━━ TEXT SHOWN

1. Reuveny, R
  2. Ben-Dov, I
  3. Gaides, M
  4. Reichert, N

Article Content

Isr Med Assoc J. 2005;7(3):196-197.



One mechanism that may limit training effect in chronic obstructive pulmonary disease (COPD) is the ventilatory limitation and associated dyspnea.



To minimize ventilatory limitation during the training of patients with severe COPD by applying bilevel positive pressure ventilation during training in order to augment training intensity (and effect).



The study group comprised 19 patients (18 men and 1 woman) with a mean age of 64 +/- 9 years. Mean forced expiratory volume in 1 second was 32 +/- 4% of predicted, and all were ventilatory-limited (exercise breathing reserve 3 +/- 9 L/min, normal > 15 L/min). The patients were randomized: 9 were assigned to training with BiPAP and 10 to standard training. All were trained on a treadmill for 2 months, twice a week, 45 minutes each time, at maximal tolerated load. Incremental maximal unsupported exercise test was performed before and at the end of the training period.

━━━━

• [DIRECTIONS FOR THIS TASK]
Reproduce the abstract on training with bilevel positive pressure ventilation in COPD word for word, from the author list through its final sentence.

━━ MATERIAL PROVIDED

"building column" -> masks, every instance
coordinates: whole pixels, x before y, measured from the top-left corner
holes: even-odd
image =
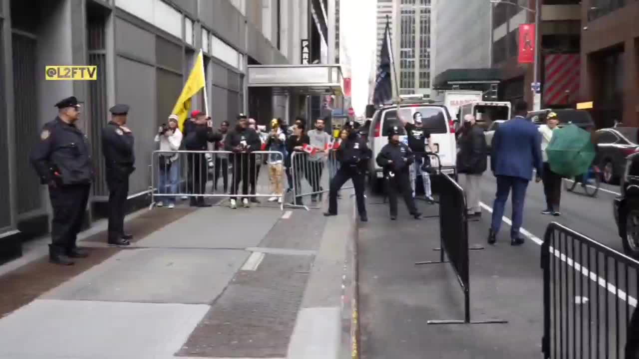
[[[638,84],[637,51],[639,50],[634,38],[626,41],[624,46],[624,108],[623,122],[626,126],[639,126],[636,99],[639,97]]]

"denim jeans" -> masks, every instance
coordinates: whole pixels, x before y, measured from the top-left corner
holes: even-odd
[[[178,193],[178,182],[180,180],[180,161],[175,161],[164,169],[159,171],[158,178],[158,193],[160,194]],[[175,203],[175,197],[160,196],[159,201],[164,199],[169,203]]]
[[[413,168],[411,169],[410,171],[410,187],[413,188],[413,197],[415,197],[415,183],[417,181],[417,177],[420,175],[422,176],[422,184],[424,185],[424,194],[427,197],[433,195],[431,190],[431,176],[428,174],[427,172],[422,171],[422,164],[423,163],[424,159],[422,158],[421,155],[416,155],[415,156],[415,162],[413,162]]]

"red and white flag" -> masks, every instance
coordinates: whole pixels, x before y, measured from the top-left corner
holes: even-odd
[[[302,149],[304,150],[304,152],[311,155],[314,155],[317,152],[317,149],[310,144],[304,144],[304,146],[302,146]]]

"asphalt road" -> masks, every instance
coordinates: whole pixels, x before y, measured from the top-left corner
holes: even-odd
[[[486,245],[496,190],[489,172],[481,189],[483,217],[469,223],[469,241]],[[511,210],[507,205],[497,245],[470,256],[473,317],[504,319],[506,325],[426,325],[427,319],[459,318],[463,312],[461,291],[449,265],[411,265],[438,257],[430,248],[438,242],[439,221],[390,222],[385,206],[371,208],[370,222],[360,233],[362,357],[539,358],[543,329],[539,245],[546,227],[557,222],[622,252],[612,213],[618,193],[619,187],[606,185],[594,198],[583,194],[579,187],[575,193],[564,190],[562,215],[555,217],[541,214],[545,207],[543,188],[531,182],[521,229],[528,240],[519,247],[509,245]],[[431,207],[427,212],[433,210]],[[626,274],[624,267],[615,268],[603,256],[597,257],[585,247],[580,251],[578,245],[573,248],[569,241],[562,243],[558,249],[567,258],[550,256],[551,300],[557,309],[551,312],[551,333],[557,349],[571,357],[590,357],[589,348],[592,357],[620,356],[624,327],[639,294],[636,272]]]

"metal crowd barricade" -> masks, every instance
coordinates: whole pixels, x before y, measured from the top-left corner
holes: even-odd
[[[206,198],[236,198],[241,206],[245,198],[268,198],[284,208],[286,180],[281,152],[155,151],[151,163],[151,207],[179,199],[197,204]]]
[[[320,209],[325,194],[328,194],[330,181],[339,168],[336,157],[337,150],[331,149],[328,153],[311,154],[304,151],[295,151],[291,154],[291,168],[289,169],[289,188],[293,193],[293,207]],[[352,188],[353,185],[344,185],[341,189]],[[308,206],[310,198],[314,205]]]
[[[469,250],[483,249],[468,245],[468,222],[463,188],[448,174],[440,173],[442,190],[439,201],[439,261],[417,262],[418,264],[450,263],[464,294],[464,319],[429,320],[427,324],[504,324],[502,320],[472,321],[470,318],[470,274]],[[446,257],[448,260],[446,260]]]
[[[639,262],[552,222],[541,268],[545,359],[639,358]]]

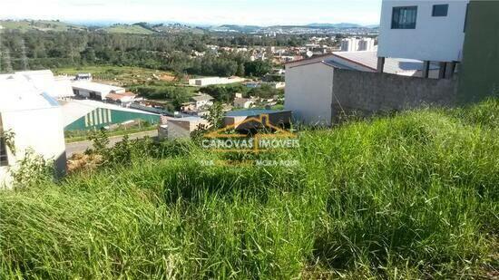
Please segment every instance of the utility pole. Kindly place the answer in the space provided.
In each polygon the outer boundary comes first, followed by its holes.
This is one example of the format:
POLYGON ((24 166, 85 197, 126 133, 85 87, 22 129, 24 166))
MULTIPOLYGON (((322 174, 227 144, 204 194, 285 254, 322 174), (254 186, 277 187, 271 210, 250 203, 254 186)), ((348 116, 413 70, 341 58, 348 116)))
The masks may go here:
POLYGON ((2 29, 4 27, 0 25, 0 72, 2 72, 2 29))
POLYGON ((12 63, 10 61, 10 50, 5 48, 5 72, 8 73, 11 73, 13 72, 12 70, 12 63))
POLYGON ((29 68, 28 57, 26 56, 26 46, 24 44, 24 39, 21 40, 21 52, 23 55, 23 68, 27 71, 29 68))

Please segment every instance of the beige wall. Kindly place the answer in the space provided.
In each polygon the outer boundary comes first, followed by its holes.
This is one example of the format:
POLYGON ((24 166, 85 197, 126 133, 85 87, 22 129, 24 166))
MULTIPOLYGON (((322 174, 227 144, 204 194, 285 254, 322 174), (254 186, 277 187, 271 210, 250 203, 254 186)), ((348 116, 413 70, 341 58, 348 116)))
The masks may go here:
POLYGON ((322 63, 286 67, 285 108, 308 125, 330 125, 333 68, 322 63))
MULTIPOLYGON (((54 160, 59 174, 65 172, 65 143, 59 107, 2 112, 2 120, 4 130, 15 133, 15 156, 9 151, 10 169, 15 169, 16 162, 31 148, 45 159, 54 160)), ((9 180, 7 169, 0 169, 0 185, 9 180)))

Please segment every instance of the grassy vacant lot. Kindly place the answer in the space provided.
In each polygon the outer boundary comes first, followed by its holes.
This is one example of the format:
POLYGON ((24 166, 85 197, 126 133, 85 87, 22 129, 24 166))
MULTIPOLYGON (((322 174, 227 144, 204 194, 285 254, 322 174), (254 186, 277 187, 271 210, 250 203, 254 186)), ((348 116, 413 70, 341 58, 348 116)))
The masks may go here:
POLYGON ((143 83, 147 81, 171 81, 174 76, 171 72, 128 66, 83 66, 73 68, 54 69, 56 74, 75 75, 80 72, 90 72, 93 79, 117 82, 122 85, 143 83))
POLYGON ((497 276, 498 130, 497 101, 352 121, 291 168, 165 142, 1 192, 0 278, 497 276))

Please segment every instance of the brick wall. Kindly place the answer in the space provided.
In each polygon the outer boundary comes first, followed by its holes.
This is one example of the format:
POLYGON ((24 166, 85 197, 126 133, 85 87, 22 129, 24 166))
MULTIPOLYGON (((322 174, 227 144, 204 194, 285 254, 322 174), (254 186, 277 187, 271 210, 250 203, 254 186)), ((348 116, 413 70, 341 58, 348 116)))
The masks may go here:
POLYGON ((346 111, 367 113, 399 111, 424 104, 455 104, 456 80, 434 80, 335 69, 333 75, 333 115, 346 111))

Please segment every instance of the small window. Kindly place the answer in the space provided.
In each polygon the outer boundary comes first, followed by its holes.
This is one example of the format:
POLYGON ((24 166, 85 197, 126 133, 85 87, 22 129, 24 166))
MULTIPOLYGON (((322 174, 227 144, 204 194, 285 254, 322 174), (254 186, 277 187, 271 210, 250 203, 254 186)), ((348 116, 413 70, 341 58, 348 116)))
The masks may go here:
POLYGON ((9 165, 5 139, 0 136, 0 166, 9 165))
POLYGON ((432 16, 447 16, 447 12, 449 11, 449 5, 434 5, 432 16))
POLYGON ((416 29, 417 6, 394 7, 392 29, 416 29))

━━━━
━━ MATERIAL PROVIDED

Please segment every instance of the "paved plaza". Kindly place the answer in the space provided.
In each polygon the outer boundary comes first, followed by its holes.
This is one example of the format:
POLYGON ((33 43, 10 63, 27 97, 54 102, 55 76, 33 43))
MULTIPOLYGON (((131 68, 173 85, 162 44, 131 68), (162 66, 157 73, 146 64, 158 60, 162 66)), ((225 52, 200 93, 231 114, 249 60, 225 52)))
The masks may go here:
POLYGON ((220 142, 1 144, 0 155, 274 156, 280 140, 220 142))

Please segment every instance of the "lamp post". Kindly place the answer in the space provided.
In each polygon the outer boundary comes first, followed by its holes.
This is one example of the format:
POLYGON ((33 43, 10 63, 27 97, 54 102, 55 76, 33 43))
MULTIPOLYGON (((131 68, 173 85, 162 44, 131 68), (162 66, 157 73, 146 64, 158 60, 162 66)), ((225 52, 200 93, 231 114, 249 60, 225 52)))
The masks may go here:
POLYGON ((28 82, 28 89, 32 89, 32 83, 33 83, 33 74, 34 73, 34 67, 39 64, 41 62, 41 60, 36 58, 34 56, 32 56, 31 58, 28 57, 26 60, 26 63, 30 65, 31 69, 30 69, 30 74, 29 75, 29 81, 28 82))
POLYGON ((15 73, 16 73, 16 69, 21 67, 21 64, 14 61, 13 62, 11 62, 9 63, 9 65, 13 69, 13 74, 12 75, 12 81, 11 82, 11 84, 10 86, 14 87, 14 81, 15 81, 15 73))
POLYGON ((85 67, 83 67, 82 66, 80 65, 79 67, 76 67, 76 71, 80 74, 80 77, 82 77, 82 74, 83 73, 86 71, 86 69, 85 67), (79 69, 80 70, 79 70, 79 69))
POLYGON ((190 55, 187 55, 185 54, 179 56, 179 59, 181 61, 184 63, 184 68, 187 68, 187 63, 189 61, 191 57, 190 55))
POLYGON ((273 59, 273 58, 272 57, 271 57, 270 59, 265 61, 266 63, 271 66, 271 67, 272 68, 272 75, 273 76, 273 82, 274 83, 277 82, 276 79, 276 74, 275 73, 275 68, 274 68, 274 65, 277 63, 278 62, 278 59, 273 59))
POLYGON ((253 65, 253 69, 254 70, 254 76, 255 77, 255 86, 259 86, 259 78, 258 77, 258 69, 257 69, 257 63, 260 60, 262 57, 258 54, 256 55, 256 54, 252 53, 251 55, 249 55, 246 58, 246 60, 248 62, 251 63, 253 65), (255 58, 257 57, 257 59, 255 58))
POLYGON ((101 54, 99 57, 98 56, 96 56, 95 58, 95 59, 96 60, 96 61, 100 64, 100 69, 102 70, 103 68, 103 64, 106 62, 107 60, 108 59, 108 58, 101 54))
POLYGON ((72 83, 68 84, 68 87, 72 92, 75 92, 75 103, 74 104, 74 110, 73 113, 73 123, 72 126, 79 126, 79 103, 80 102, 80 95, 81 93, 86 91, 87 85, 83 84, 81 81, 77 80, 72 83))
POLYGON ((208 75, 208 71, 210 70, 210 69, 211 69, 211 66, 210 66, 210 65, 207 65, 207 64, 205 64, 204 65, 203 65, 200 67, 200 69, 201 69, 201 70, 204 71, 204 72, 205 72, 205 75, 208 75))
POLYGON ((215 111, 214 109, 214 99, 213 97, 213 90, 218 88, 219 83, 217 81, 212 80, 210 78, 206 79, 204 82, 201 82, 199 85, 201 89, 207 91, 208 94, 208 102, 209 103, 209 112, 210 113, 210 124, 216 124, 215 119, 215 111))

━━━━

• [TASK ANSWER]
1. Reuveny, R
  2. Ben-Dov, I
  3. Gaides, M
  4. Reichert, N

Article Content

Isr Med Assoc J. 2005;7(3):196-197.



One mechanism that may limit training effect in chronic obstructive pulmonary disease (COPD) is the ventilatory limitation and associated dyspnea.



To minimize ventilatory limitation during the training of patients with severe COPD by applying bilevel positive pressure ventilation during training in order to augment training intensity (and effect).



The study group comprised 19 patients (18 men and 1 woman) with a mean age of 64 +/- 9 years. Mean forced expiratory volume in 1 second was 32 +/- 4% of predicted, and all were ventilatory-limited (exercise breathing reserve 3 +/- 9 L/min, normal > 15 L/min). The patients were randomized: 9 were assigned to training with BiPAP and 10 to standard training. All were trained on a treadmill for 2 months, twice a week, 45 minutes each time, at maximal tolerated load. Incremental maximal unsupported exercise test was performed before and at the end of the training period.